--- EXTRACT TO READ Enclosed Below ---

Upcoming presentation

Friday September 13th at 1:00 p.m. at the Temecula Learning Center.  Avoid the annoyances of aging. Growing older is inevitable but many of the physical and mental challenges that seniors face are not. More than twenty such topics that range from decreased energy to liver spots, irregular sleep to poor memory can be postponed or even avoided completely. Sponsored by Osher Lifelong Learning Center. To register see their web site at http://www.csusm.edu/el/olli or call 800-500-9377.

In the news

A recent study involving more than 23,000 people from Norway who were followed for two decades confirmed what we have been preaching for many years: folks who exercise live a lot longer than those who don’t. Couch potatoes had an overall death rate more than twice as high as exercisers and nearly THREE times the risk of dying from heart disease.

--- End of Enclosed EXTRACT TO READ ---
--- STORED DATA Enclosed Below ---

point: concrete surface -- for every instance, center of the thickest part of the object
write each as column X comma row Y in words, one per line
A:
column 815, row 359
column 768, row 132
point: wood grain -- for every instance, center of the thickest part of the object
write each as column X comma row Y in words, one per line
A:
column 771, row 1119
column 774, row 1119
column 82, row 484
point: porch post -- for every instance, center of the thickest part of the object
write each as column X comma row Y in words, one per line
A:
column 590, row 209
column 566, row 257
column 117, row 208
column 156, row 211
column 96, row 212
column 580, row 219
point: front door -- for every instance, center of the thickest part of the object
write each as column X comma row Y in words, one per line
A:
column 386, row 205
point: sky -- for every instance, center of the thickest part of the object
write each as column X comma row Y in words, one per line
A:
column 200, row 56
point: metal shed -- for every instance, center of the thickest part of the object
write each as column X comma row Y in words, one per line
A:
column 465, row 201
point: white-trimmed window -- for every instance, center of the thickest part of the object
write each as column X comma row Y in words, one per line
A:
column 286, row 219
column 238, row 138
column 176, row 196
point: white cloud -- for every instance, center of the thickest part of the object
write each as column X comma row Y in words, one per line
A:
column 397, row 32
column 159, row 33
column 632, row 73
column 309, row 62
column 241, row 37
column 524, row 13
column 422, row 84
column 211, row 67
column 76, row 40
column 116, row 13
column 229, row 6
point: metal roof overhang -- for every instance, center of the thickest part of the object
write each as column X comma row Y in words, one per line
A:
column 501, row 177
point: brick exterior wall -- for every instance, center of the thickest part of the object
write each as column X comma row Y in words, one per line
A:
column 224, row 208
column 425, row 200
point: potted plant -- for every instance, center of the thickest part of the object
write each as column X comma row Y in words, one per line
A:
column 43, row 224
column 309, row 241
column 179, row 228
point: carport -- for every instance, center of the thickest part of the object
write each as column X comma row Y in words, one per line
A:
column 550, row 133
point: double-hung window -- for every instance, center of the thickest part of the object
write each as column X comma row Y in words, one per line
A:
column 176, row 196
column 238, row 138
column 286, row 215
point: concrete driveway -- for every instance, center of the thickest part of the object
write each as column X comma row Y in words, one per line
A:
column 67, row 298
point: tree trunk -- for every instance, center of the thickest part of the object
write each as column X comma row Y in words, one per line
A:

--- End of Enclosed STORED DATA ---

WORK ITEM ▸
Reproduce the full text about the aging presentation and the Norway exercise study, word for word and unchanged.

RESULT OF THE TASK ▸
Upcoming presentation

Friday September 13th at 1:00 p.m. at the Temecula Learning Center.  Avoid the annoyances of aging. Growing older is inevitable but many of the physical and mental challenges that seniors face are not. More than twenty such topics that range from decreased energy to liver spots, irregular sleep to poor memory can be postponed or even avoided completely. Sponsored by Osher Lifelong Learning Center. To register see their web site at http://www.csusm.edu/el/olli or call 800-500-9377.

In the news

A recent study involving more than 23,000 people from Norway who were followed for two decades confirmed what we have been preaching for many years: folks who exercise live a lot longer than those who don’t. Couch potatoes had an overall death rate more than twice as high as exercisers and nearly THREE times the risk of dying from heart disease.